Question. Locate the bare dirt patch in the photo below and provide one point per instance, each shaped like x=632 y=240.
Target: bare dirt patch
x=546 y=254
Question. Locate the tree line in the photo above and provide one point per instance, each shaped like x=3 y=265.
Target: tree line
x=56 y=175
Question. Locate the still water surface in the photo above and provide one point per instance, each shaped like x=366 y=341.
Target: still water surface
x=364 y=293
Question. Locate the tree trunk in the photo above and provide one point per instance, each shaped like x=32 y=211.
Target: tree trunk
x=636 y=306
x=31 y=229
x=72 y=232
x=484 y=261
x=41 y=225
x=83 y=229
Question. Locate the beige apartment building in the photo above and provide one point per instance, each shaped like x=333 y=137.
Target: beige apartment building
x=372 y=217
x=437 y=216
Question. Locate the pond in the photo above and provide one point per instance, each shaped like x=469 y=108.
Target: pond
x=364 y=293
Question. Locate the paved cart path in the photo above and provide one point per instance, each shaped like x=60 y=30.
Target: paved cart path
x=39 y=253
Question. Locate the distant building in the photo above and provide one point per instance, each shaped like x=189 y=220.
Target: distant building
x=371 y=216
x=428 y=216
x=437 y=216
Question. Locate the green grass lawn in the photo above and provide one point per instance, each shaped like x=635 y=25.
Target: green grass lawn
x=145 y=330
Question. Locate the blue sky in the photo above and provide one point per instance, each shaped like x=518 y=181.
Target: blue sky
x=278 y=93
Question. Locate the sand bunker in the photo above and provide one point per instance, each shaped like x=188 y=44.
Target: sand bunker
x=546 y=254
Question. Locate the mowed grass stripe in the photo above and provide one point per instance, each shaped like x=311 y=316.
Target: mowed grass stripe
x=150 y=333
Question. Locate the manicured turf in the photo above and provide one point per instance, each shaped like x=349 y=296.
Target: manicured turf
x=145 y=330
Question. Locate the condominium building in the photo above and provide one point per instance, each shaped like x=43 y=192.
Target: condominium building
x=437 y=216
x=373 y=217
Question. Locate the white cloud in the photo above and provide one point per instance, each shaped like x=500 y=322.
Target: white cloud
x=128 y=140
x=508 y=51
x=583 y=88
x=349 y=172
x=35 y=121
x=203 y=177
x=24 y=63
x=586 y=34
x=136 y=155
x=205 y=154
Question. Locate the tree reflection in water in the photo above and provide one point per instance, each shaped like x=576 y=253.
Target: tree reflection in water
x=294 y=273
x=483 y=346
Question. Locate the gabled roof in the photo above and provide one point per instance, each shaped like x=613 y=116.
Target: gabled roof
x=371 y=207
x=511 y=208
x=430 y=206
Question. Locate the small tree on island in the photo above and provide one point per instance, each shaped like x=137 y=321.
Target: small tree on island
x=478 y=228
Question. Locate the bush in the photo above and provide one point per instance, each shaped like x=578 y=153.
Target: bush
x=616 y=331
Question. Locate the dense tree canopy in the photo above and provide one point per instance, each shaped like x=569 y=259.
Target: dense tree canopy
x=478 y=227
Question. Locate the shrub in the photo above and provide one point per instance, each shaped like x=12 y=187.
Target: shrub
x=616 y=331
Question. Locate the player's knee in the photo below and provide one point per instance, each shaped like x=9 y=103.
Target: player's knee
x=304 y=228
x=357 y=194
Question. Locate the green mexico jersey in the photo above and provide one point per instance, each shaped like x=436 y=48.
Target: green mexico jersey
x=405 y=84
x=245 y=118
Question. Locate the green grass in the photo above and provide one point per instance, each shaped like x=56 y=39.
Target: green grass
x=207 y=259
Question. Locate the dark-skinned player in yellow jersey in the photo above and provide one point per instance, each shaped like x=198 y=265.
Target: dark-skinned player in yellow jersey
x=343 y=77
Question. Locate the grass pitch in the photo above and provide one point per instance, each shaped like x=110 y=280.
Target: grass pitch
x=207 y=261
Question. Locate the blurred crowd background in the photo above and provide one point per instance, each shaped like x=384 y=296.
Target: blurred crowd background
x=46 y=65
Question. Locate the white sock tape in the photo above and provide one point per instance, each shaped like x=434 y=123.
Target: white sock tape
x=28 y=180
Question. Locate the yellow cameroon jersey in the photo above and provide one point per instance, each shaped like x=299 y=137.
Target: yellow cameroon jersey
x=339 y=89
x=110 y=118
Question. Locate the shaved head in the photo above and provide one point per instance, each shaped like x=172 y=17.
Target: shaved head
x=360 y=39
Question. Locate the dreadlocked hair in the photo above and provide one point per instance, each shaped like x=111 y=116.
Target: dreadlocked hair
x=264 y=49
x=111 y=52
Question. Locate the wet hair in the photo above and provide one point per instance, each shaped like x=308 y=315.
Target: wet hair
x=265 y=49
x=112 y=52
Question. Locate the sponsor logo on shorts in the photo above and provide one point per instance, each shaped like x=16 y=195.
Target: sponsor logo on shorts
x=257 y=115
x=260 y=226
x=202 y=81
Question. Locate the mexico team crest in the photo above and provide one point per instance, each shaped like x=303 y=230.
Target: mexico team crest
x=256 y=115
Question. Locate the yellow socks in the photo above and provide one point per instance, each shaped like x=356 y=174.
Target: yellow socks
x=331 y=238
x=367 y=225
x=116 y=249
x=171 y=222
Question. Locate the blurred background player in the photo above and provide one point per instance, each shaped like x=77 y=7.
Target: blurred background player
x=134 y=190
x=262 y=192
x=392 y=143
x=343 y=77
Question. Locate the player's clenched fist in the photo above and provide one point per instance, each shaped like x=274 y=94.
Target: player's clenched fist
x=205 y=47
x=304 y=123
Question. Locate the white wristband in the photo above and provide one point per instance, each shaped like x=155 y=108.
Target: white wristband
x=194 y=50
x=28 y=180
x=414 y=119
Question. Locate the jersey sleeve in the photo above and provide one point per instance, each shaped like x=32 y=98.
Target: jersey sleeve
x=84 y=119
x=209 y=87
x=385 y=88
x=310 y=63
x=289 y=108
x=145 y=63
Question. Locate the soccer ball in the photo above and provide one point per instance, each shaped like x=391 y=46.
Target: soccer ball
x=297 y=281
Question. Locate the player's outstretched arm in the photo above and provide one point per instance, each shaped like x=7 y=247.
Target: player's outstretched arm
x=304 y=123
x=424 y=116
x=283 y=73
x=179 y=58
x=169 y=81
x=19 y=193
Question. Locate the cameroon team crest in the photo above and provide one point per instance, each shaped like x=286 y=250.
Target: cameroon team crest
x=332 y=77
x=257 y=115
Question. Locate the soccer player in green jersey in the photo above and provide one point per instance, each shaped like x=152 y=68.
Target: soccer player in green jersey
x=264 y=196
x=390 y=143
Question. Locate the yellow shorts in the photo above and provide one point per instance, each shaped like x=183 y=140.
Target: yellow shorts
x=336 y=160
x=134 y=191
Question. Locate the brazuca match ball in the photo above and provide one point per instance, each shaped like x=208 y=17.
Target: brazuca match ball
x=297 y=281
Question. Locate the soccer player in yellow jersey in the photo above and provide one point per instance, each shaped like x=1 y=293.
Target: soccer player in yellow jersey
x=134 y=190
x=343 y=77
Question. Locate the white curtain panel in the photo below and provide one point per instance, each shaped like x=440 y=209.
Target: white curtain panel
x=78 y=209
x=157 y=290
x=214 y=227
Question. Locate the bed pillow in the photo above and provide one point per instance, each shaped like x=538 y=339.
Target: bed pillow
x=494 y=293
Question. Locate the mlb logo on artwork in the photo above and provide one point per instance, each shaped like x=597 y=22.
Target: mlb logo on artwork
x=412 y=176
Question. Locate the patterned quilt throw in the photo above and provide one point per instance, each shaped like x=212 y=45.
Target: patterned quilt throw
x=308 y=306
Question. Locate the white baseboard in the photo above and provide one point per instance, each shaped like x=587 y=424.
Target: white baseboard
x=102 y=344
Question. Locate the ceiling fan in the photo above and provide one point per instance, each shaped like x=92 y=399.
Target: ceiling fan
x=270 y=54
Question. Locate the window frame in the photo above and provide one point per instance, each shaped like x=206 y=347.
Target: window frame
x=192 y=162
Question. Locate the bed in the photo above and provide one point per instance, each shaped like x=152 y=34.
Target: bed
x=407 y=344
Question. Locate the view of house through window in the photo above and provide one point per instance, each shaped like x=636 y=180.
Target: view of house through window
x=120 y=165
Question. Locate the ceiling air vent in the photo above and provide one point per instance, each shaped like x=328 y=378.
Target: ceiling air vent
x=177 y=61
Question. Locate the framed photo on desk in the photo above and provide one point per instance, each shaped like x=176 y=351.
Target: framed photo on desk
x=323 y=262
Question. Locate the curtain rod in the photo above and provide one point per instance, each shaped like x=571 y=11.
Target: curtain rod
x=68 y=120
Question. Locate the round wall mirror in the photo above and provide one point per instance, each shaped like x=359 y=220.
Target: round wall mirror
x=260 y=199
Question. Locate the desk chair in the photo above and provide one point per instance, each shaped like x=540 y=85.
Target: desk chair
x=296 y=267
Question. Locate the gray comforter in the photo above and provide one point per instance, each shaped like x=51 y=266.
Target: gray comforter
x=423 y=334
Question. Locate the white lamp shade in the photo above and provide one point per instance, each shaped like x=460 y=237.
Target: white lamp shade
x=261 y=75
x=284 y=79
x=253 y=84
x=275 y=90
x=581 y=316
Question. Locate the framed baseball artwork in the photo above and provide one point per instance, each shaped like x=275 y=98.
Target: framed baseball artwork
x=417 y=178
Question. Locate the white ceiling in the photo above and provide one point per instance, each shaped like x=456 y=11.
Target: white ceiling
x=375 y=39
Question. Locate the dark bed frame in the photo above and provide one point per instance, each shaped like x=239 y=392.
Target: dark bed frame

———

ACTIVITY
With "below" as the word to match, copy each line of the records that has it.

ANSWER FOR THE TASK
Question. Locate the bare dirt patch in the photo below and provide one point per instance, each shaped like x=632 y=240.
Question. Locate the player's knee in the photo below and provide one point per instance, each shaped like x=9 y=103.
Question. Locate the white curtain panel in the photo below and provide one point per instance, each shaped like x=440 y=209.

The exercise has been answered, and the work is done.